> **WHAT NEEDS TO BE DONE**: Write out the records again, substituting "foreground clicks" for every "positive clicks" and leaving everything else unchanged. Omit the pictures from your answer.

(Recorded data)
◆ ◆ ◆ ◆ ◆
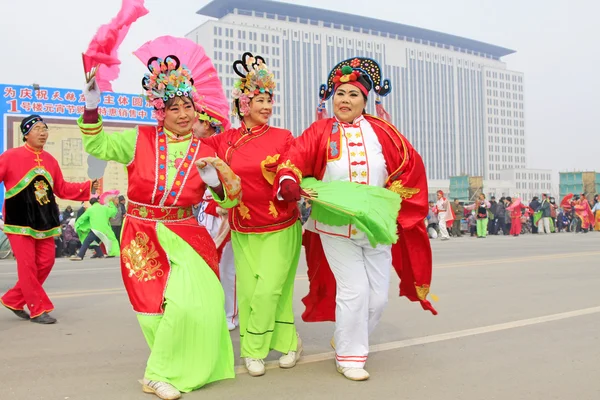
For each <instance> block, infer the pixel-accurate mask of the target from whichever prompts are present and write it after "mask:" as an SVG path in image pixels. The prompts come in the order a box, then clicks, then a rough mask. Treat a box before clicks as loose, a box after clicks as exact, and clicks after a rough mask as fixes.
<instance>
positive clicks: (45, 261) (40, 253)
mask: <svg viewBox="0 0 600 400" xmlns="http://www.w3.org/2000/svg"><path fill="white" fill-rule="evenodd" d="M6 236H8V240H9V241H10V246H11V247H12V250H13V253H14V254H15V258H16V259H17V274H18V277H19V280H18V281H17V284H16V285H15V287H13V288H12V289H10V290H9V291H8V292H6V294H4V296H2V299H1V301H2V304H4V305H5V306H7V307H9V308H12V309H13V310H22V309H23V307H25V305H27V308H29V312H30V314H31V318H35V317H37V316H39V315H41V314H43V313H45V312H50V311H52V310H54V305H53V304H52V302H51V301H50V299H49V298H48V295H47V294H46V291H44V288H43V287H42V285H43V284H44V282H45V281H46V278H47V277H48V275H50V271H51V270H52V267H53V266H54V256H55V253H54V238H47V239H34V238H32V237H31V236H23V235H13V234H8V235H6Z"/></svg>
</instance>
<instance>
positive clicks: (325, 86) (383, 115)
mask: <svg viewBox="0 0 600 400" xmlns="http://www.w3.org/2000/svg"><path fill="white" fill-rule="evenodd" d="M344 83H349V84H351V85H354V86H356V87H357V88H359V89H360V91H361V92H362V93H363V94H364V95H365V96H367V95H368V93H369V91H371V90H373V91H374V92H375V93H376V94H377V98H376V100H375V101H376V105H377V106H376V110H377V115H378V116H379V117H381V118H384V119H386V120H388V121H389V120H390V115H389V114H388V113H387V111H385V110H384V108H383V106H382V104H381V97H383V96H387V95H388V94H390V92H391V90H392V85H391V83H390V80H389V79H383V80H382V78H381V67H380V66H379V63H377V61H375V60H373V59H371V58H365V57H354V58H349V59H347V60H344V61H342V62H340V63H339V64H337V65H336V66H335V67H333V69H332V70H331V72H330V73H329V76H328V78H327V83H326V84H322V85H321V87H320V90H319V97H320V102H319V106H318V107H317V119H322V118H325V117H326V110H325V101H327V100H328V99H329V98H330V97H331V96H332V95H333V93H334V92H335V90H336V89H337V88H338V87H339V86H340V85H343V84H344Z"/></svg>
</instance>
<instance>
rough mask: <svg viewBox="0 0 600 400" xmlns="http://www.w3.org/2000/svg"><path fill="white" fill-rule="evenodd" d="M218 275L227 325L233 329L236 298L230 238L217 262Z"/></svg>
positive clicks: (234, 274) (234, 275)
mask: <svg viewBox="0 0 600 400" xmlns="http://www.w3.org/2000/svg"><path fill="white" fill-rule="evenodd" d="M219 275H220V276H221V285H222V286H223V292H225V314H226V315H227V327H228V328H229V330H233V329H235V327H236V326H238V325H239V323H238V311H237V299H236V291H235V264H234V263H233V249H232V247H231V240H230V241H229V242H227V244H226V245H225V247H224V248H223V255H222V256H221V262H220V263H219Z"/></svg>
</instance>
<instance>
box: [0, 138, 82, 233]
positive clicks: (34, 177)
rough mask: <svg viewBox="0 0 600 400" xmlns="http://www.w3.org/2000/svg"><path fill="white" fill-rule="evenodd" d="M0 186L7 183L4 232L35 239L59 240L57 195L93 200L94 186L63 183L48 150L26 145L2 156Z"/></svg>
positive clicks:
◆ ◆ ◆ ◆ ◆
> **RESULT OF THIS EXERCISE**:
For each <instance> block, infer the pixel-accurate mask of the target from whichever prompts are present and write it after "mask:" as an SVG path in image pixels. The prompts come in the order a box, then clicks, then a rough mask. Treat a box before clicks as loose, a box after clicks as exact, and clicks after a rough mask as fixes.
<instance>
foreground clicks: (45, 261) (40, 253)
mask: <svg viewBox="0 0 600 400" xmlns="http://www.w3.org/2000/svg"><path fill="white" fill-rule="evenodd" d="M6 236H8V240H9V241H10V246H11V247H12V250H13V253H14V254H15V258H16V259H17V274H18V277H19V280H18V281H17V284H16V285H15V287H13V288H12V289H10V290H9V291H8V292H6V294H4V296H2V299H1V301H2V304H4V305H5V306H7V307H9V308H12V309H13V310H22V309H23V307H25V305H27V308H29V312H30V314H31V318H35V317H37V316H39V315H41V314H43V313H45V312H50V311H52V310H54V305H53V304H52V302H51V301H50V299H49V298H48V295H47V294H46V291H44V288H43V287H42V285H43V284H44V282H45V281H46V278H47V277H48V275H50V271H51V270H52V267H53V266H54V256H55V253H54V238H47V239H34V238H32V237H31V236H23V235H13V234H8V235H6Z"/></svg>
</instance>
<instance>
foreground clicks: (325, 86) (383, 115)
mask: <svg viewBox="0 0 600 400" xmlns="http://www.w3.org/2000/svg"><path fill="white" fill-rule="evenodd" d="M344 83H349V84H351V85H354V86H356V87H357V88H359V89H360V91H361V92H362V93H363V94H364V95H365V96H367V95H368V93H369V91H371V90H373V91H374V92H375V93H376V94H377V98H376V100H375V101H376V105H377V106H376V110H377V115H378V116H379V117H381V118H384V119H386V120H388V121H389V120H390V115H389V114H388V113H387V111H385V110H384V108H383V106H382V104H381V97H383V96H387V95H388V94H390V92H391V90H392V85H391V83H390V80H389V79H383V80H382V78H381V67H380V66H379V63H377V61H375V60H373V59H371V58H365V57H354V58H349V59H347V60H344V61H342V62H340V63H339V64H337V65H336V66H335V67H333V69H332V70H331V72H330V73H329V76H328V78H327V83H326V84H322V85H321V87H320V90H319V97H320V102H319V106H318V107H317V119H322V118H325V117H326V110H325V101H327V100H328V99H329V98H330V97H331V96H332V95H333V93H334V92H335V90H336V89H337V88H338V87H339V86H340V85H343V84H344Z"/></svg>
</instance>
<instance>
rough mask: <svg viewBox="0 0 600 400" xmlns="http://www.w3.org/2000/svg"><path fill="white" fill-rule="evenodd" d="M218 275L227 325L233 329L236 298L230 238L217 262Z"/></svg>
foreground clicks: (234, 274) (234, 275)
mask: <svg viewBox="0 0 600 400" xmlns="http://www.w3.org/2000/svg"><path fill="white" fill-rule="evenodd" d="M219 275H220V276H221V285H222V286H223V292H225V314H226V315H227V327H228V328H229V330H233V329H235V327H236V326H238V325H239V323H238V311H237V299H236V291H235V264H234V263H233V249H232V247H231V240H230V241H229V242H227V244H226V245H225V247H224V248H223V255H222V256H221V262H220V263H219Z"/></svg>
</instance>
<instance>
box: [0, 138, 82, 233]
foreground clicks: (34, 177)
rough mask: <svg viewBox="0 0 600 400" xmlns="http://www.w3.org/2000/svg"><path fill="white" fill-rule="evenodd" d="M0 186L7 183L4 232L35 239L59 240L57 195L93 200L94 186L63 183L48 150L26 145L2 156Z"/></svg>
foreground clicks:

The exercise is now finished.